Report every line of the entries below that contains the string "white". Case counts.
[START]
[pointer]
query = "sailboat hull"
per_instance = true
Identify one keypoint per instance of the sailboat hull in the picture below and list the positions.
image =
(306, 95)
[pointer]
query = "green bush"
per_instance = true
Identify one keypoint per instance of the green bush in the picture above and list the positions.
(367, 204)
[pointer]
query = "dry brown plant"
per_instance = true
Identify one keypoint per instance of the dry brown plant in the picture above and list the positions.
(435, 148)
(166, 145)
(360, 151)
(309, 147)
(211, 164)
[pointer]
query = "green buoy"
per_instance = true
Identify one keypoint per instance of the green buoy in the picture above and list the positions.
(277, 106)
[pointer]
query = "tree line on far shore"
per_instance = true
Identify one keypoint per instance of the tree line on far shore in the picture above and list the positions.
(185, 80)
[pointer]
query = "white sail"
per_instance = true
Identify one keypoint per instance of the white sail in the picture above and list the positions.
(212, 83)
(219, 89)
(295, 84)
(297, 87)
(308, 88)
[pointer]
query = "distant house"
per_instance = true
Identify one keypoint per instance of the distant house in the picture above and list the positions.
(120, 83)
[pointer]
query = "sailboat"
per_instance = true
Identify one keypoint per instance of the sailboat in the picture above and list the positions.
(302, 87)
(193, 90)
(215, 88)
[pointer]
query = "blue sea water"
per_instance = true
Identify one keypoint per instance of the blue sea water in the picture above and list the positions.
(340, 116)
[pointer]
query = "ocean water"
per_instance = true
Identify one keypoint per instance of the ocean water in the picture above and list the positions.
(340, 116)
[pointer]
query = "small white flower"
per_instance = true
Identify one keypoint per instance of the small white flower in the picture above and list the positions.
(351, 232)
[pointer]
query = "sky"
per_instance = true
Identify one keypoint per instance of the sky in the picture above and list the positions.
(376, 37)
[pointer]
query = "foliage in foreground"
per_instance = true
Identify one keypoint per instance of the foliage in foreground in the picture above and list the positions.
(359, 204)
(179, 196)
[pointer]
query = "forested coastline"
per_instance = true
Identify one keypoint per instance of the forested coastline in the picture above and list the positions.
[END]
• Response:
query = "white sail"
Identify one keypoint per instance of the white sail in the picture above and list the positions.
query = "small white flower"
Identify one keypoint per instance of the small white flower in the picture above and list the positions.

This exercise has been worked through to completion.